start

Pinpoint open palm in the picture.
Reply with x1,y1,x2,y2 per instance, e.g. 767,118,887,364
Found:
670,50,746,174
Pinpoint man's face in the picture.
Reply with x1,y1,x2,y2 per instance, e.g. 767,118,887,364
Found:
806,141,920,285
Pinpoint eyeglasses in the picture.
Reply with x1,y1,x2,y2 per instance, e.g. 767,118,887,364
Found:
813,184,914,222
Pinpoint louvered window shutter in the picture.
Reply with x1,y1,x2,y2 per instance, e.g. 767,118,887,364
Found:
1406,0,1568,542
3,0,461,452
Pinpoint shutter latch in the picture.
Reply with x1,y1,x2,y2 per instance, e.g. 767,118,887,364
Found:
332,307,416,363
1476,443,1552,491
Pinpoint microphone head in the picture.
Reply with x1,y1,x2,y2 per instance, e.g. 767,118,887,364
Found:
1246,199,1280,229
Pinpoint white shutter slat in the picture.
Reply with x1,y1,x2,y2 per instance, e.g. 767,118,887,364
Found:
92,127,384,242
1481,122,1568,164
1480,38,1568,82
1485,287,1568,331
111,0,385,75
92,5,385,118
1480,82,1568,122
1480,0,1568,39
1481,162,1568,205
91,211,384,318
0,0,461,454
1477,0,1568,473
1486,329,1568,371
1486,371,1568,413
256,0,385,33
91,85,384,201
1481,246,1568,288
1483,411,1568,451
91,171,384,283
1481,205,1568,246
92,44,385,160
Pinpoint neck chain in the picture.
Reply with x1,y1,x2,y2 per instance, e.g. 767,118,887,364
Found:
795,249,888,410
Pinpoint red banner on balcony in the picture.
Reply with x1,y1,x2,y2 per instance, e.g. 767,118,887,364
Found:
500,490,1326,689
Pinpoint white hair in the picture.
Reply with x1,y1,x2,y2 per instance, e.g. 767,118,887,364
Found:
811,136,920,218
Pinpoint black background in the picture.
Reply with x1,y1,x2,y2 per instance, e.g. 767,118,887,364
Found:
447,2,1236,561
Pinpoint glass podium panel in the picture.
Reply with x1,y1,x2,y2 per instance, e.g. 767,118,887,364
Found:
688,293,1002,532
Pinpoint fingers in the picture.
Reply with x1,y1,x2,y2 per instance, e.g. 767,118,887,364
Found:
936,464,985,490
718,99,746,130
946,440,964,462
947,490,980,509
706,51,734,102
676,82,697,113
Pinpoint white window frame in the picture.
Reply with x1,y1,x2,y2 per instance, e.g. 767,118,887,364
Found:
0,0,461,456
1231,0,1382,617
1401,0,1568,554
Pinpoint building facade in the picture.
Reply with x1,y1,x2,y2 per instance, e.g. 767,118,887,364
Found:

end

• _WHAT THIS TASK INVOLVES_: Return every line of the data above word for word, with nothing changed.

• _SOLUTION FOR THIS TASK_:
Pinpoint open palm in the picture.
Reply with x1,y1,x2,y2 per instance, e.g. 767,118,887,364
Found:
670,50,746,174
Pinpoint man's face in the picture.
Reply with x1,y1,x2,y2 per instance, e.g. 767,118,887,364
Found:
806,141,920,285
Pinpoint eyeglasses in the picture.
Reply with x1,y1,x2,y2 per instance, e.g. 767,118,887,364
Found:
813,184,914,222
Pinpoint louvered window shutter in the picture.
Reply with x1,y1,x2,y2 per instance, e.g. 767,118,887,364
Found:
1406,0,1568,542
3,0,461,452
Pinpoint shutter latch in the picture.
Reply with x1,y1,x2,y2 per instance, e.g. 767,118,887,364
Found:
332,307,416,363
1476,443,1552,491
Pinpoint microphone head in the picture.
Reply with x1,y1,x2,y2 per instance, e.g. 767,118,887,364
Found:
1246,199,1280,229
Pinpoint white shutter slat in the picture.
Reply with x1,y1,x2,y2 per instance, e.g. 767,118,887,364
Found:
92,127,384,242
1481,122,1568,164
1480,38,1568,82
1485,287,1568,331
111,0,385,75
92,5,385,118
1480,82,1568,122
1480,0,1568,39
1481,162,1568,205
91,211,384,318
0,0,461,454
1477,0,1568,473
1486,329,1568,371
1486,371,1568,413
256,0,385,33
91,85,384,201
1481,246,1568,288
1483,411,1568,451
91,171,384,283
1481,205,1568,246
92,44,385,160
Pinpoint neck chain in the picture.
Reply with x1,y1,x2,y2 per instance, e.g. 767,118,887,364
Found:
795,249,888,410
Pinpoint red banner on balcony in the picture.
Reply with x1,y1,x2,y2 per instance, e.g. 767,118,887,364
Found:
500,490,1326,689
Pinpoint white hair in the picture.
Reply with x1,y1,x2,y2 per instance, e.g. 767,118,887,364
Found:
811,136,920,218
Pinpoint black background in the picture.
Reply with x1,y1,x2,y2 per instance, e.g. 767,118,887,364
Found:
447,2,1236,561
Pinpoint glass podium panel in the picture.
Reply with x1,y1,x2,y2 per instance, e.g. 767,118,887,364
Found:
688,293,1002,532
Pinpoint fingers in the picture.
Reply with x1,y1,x2,y2 per instance, e.g. 767,118,887,364
Found:
936,464,985,490
718,99,746,130
946,440,964,462
947,490,980,509
706,51,734,102
676,82,697,113
Pinpoint white window frame in the picture.
Reply with x1,y1,x2,y2 per instance, e.g. 767,118,887,364
Found:
0,0,461,456
1231,0,1382,617
1401,0,1568,554
Pinpoint building facade in the picture.
Reply with x1,y1,x2,y2 per instance, e.g. 767,118,887,364
Found:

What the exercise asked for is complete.